◆ Goal of the exercise
Print every record below exactly as it stands, but leave out the pictures.

◆ Photo-based referring expression data
□ □ □ □ □

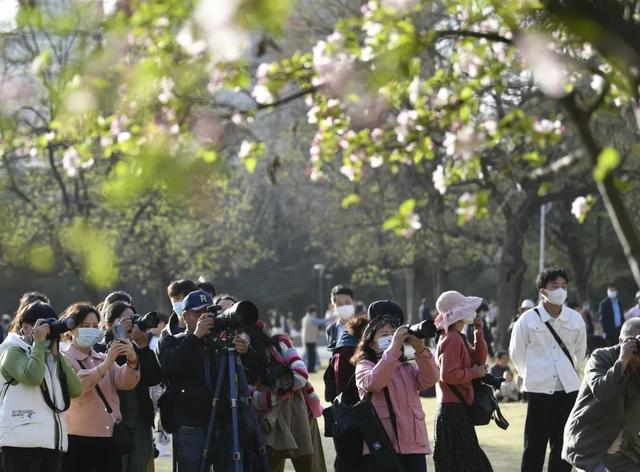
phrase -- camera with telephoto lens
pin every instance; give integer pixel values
(146, 322)
(422, 330)
(58, 327)
(492, 381)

□ □ □ □ □

◆ Response to the task
phrase -- camera with telephoto lens
pin every instance; give integer pixel values
(146, 322)
(422, 330)
(58, 327)
(492, 381)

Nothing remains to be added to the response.